#### [Görev tanımı]
Aşağıdaki ayetlerle konuşan kadın hikâyesinde "سُبْحَانَ الَّذٖى اَسْرٰى" ile başlayıp "tamamlamış, Kudüs’e gidiyor." ile biten kısmı olduğu gibi yeniden yazın.

#### [Belge bölümü]
·····
Ayetlerle Konuşan Kadın


7

Tebe-i Tâbiîn neslinden Abdullah İbni Mübarek hazretleri anlatıyor:

“Hacca gidiyordum. Irak-Suriye topraklarından geçerken yalnız bir kadına rastladım. Selâm verdim, selâmımı;

سَلَامٌ قَوْلًا مِنْ رَبٍّ رَحٖيمٍ

“Söz olarak Rahîm bir rabden selâm sözüdür onların duyacağı.”(Yâsîn, 36: 58 ) âyetiyle aldı.“

Buralarda ne yapıyorsun?” diye sordum.

مَنْ يُضْلِلِ اللّٰهُ فَلَا هَادِىَ لَهُ وَيَذَرُهُمْ فٖى طُغْيَانِهِمْ يَعْمَهُونَ

“Allah kimi yoldan çıkarmışsa, ona yol bulduracak yoktur.”(A’râf, 7: 186) âyetini okudu.Anladım ki, yolunu kaybetmiş.

 Nereye gittiğini sorunca; 

  سُبْحَانَ الَّذٖى اَسْرٰى بِعَبْدِهٖ لَيْلًا مِنَ الْمَسْجِدِ الْحَرَامِ اِلَى الْمَسْجِدِالْاَقْصَا الَّذٖى بَارَكْنَا حَوْلَهُ لِنُرِيَهُ مِنْ اٰيَاتِنَا اِنَّهُ هُوَ السَّمٖيعُ
الْبَصٖيرُ 

“Bir gece kulunu Mescid-i Haramdan alıp Mescid-i Aksâ’ya götüren Allah’ı tesbih ederim.” (İsrâ, 17: 1) âyetiyle karşılık verdi. Anladım ki, geçtiğimiz hac mevsiminde haccını tamamlamış, Kudüs’e gidiyor.

“Ne zamandan beri böyle yolunu kaybettin?” dedim.

 ثَلٰثَ لَيَالٍ سَوِيًّا

“Tam üç gece (yani üç gündür).”(Meryem, 19: 10) dedi. 

Yiyecek verme teklifinde bulundum; 

ثُمَّ اَتِمُّوا الصِّيَامَ اِلَى الَّيْل

“Sonra orucunuzu gün batıncaya kadar tamamlayın.”(Bakara, 2: 187) âyetini okudu.

“İyi de Ramazan’da değiliz” dedim.

وَمَنْ تَطَوَّعَ خَيْرًا فَاِنَّ اللّٰهَ شَاكِرٌ عَلٖيم

“Kim Allah için nafile bir hayır yaparsa, Allah her hayrın karşılığını verendir, her şeyi hakkıyla bilendir.”(Bakara, 2: 158) âyetiyle cevap verdi. 

“Yolculukta oruç açılabilir” dedim. 

وَاَنْ تَصُومُوا خَيْرٌ لَكُمْ

“Ama orucu tutarsanız, bu hakkınızda daha hayırlıdır.”(Bakara, 2: 184) âyetini okudu.

Niye benim gibi konuşmadığını sordum.
·····
#### [Çıkarılan bilgiler]
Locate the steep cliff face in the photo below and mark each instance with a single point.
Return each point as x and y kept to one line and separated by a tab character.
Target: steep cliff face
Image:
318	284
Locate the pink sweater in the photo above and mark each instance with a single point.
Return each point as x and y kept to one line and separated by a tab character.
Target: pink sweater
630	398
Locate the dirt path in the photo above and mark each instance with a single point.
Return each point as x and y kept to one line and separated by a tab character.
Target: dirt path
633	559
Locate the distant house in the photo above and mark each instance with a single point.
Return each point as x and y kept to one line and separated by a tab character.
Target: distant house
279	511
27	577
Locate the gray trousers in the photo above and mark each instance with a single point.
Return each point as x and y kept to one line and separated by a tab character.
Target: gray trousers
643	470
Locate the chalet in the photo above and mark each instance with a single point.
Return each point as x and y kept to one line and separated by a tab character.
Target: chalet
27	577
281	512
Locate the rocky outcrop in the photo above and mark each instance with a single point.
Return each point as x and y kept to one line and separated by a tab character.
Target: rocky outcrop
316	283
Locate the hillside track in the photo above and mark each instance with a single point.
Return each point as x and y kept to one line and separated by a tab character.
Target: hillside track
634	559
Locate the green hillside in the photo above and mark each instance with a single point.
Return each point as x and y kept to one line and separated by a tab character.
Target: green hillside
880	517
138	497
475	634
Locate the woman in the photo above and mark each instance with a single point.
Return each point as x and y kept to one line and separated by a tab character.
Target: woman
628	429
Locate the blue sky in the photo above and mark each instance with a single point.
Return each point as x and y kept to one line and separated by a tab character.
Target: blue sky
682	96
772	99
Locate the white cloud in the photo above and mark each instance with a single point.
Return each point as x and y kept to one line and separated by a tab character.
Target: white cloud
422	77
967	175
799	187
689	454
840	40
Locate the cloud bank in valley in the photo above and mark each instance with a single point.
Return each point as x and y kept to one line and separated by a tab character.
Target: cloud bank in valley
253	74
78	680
·····
#### [Alıştırma çıktısı]
سُبْحَانَ الَّذٖى اَسْرٰى بِعَبْدِهٖ لَيْلًا مِنَ الْمَسْجِدِ الْحَرَامِ اِلَى الْمَسْجِدِالْاَقْصَا الَّذٖى بَارَكْنَا حَوْلَهُ لِنُرِيَهُ مِنْ اٰيَاتِنَا اِنَّهُ هُوَ السَّمٖيعُ
الْبَصٖيرُ 

“Bir gece kulunu Mescid-i Haramdan alıp Mescid-i Aksâ’ya götüren Allah’ı tesbih ederim.” (İsrâ, 17: 1) âyetiyle karşılık verdi. Anladım ki, geçtiğimiz hac mevsiminde haccını tamamlamış, Kudüs’e gidiyor.